Entries from a dataset:
start

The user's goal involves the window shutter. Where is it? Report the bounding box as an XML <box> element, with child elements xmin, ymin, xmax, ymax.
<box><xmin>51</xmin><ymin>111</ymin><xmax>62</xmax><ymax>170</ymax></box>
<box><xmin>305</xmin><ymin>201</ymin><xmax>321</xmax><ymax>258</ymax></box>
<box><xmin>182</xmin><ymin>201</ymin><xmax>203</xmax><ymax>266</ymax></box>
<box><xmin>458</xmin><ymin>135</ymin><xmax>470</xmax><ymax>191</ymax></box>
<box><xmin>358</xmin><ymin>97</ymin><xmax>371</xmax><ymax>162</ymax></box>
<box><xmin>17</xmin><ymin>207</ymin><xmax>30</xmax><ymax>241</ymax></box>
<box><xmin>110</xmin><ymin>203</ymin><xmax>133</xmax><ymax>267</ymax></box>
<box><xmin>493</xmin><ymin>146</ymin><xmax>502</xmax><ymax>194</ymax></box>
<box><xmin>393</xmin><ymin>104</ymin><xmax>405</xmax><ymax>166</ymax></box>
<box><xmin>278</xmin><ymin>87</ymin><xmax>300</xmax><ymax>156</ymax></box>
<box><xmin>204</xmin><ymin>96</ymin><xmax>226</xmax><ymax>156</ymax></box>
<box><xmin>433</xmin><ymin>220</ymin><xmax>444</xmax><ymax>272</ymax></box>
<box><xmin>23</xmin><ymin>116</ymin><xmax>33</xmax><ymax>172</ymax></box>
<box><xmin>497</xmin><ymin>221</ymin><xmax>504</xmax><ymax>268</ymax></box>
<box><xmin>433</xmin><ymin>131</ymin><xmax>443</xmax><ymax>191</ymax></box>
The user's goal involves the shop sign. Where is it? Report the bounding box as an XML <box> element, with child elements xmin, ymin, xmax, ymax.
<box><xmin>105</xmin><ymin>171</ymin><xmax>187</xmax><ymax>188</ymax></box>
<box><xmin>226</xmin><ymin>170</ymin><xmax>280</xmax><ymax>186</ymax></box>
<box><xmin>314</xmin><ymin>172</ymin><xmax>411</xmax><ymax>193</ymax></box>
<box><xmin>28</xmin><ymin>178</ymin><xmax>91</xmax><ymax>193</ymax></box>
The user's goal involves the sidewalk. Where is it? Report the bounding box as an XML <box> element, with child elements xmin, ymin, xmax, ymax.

end

WHAT IS BEING ASKED:
Reproduce every one of the lines above, character for character, with no changes.

WORKED ANSWER:
The user's goal involves the window shutter. Where is it? Report the bounding box as an XML <box> element, with child elements xmin, ymin, xmax, ymax.
<box><xmin>51</xmin><ymin>111</ymin><xmax>62</xmax><ymax>170</ymax></box>
<box><xmin>305</xmin><ymin>201</ymin><xmax>321</xmax><ymax>258</ymax></box>
<box><xmin>182</xmin><ymin>201</ymin><xmax>203</xmax><ymax>266</ymax></box>
<box><xmin>458</xmin><ymin>135</ymin><xmax>470</xmax><ymax>191</ymax></box>
<box><xmin>358</xmin><ymin>97</ymin><xmax>371</xmax><ymax>162</ymax></box>
<box><xmin>17</xmin><ymin>207</ymin><xmax>30</xmax><ymax>241</ymax></box>
<box><xmin>110</xmin><ymin>203</ymin><xmax>133</xmax><ymax>267</ymax></box>
<box><xmin>493</xmin><ymin>146</ymin><xmax>502</xmax><ymax>194</ymax></box>
<box><xmin>393</xmin><ymin>104</ymin><xmax>405</xmax><ymax>166</ymax></box>
<box><xmin>278</xmin><ymin>87</ymin><xmax>300</xmax><ymax>156</ymax></box>
<box><xmin>204</xmin><ymin>96</ymin><xmax>226</xmax><ymax>156</ymax></box>
<box><xmin>433</xmin><ymin>220</ymin><xmax>444</xmax><ymax>272</ymax></box>
<box><xmin>23</xmin><ymin>116</ymin><xmax>33</xmax><ymax>172</ymax></box>
<box><xmin>497</xmin><ymin>221</ymin><xmax>504</xmax><ymax>268</ymax></box>
<box><xmin>433</xmin><ymin>131</ymin><xmax>443</xmax><ymax>191</ymax></box>
The user's goal involves the shop sign. Where is it? Report the bounding box as an XML <box> element, with child elements xmin, ymin, xmax, ymax.
<box><xmin>105</xmin><ymin>171</ymin><xmax>187</xmax><ymax>188</ymax></box>
<box><xmin>226</xmin><ymin>170</ymin><xmax>280</xmax><ymax>186</ymax></box>
<box><xmin>314</xmin><ymin>172</ymin><xmax>411</xmax><ymax>193</ymax></box>
<box><xmin>28</xmin><ymin>178</ymin><xmax>91</xmax><ymax>193</ymax></box>
The user's goal involves the sidewalk. Where is it? Report the bounding box as an XML <box> element, with child elements xmin, ymin, xmax, ymax.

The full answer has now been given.